Work request —
Please answer from the interview below about the Google and Yale cancer model: what data types went into building the single-cell model?

Google announced this partnership with Yale, and their AI model has generated a cancer hypothesis. This, of course, is the initial stage of research, and the company says they achieved in vitro success, which then requires testing and confirmation in vivo. Firstly, what are your thoughts on this development? Secondly, what does it truly mean for an AI model to generate a scientific hypothesis, and why is that significant? I am asking this because I want to know: is this a 'Sputnik moment' for AI, or is that an exaggeration?

Firstly, I would like to congratulate the Google and Yale team for achieving this impressive breakthrough. The first thing we have to consider is what this thing that's been created actually is: it's a model of a single cell that enables it to answer questions a scientist asks. For instance, they might ask, "Can you find me this?" or "Can you tell me about this?"

The model's power lies in the vast volume of different, multimodal data types used to build it. This essentially creates a statistical model of how the single cell will behave. The data types include imaging, biochemical, and phenotypic data, all merged with open-source information on pathways, genes, and proteins.

This specific development is a single-cell model for cancer, making it disease-specific. The paper discusses the concept of developing similar models for other diseases and cell types. By linking different data types, the model offers predictions. However, we must be careful about calling it an "AI" in the sense of an independent creator; it is a model that is only as good as the data used to create it.

The authors themselves discuss extending the model with more data types to increase the fidelity of the information and the model's ability to offer alternatives or predict things. But it always comes down to the question you ask of the model. The model itself won't just create something out of nothing regarding potential treatments or outcomes for the disease in question. It responds to a prompt like, "I am investigating this; can you find me an alternative or something that works with this?"

That is why it's so important to really distinguish this from the de novo creation of a hypothesis by the model or the AI on its own.

Back to the question -- is this a Sputnik moment -- maybe, maybe not. I am not sure. My healthy scepticism has me thinking if this has been done before, but behind “closed doors” -- so in that way it may not be the “first”. There is no doubt, however, it will fuel the research into this space as it shows what's possible -- and being open-source means others can build on it, which is the best way to accelerate development. So, in this way, it is just like Sputnik -- it will incentivise and challenge others to build on it and do better, like getting a man on the moon, or in this case, even Mars.

Source data —
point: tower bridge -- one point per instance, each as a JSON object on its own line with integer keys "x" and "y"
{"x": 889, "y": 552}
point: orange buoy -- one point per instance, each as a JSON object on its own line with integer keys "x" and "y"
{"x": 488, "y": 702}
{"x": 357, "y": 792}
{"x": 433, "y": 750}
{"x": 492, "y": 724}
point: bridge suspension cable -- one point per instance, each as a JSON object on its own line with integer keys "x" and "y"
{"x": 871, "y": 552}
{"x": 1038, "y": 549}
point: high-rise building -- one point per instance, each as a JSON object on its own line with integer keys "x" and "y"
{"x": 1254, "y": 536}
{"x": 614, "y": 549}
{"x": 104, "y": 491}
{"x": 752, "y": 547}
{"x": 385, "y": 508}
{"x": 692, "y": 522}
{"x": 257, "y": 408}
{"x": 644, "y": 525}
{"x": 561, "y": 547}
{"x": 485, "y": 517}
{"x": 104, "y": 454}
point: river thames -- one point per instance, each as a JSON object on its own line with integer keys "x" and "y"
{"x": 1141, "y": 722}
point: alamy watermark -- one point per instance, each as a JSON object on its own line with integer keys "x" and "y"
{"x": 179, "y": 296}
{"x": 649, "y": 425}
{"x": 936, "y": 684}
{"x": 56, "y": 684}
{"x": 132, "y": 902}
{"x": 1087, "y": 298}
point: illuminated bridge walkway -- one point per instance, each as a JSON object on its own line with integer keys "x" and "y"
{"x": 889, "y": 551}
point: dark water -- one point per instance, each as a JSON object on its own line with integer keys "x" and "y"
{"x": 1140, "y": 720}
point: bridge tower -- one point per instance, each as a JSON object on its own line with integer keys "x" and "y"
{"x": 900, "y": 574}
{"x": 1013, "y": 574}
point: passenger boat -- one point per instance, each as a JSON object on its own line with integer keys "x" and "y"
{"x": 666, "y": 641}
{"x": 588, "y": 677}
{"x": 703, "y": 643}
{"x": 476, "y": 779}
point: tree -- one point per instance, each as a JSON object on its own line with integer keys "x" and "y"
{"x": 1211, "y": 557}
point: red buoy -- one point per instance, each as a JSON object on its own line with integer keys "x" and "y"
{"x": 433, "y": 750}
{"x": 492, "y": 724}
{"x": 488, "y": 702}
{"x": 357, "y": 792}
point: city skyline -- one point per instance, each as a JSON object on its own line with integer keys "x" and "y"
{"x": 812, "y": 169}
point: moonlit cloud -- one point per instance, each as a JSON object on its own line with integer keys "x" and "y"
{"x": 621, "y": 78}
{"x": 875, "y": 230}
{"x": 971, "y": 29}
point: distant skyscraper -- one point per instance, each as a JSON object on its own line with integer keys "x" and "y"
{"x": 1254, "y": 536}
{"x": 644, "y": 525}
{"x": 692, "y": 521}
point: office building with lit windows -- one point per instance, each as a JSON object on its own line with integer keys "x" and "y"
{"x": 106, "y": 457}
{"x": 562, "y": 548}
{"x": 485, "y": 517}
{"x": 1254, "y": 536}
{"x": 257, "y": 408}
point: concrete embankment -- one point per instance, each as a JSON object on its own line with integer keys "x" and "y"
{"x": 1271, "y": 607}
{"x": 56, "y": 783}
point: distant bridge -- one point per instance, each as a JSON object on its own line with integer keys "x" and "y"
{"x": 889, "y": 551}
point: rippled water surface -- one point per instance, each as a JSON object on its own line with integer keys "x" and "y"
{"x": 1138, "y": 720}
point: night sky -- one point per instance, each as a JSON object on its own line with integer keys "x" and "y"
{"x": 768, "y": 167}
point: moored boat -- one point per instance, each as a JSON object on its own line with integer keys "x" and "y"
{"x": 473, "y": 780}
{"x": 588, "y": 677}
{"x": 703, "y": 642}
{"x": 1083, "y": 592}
--
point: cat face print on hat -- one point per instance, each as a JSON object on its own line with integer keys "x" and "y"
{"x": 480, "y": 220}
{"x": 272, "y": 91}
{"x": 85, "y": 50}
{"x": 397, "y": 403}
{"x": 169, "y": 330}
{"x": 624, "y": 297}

Exercise solution —
Imaging, biochemical, and phenotypic data, merged with open-source information on pathways, genes, and proteins.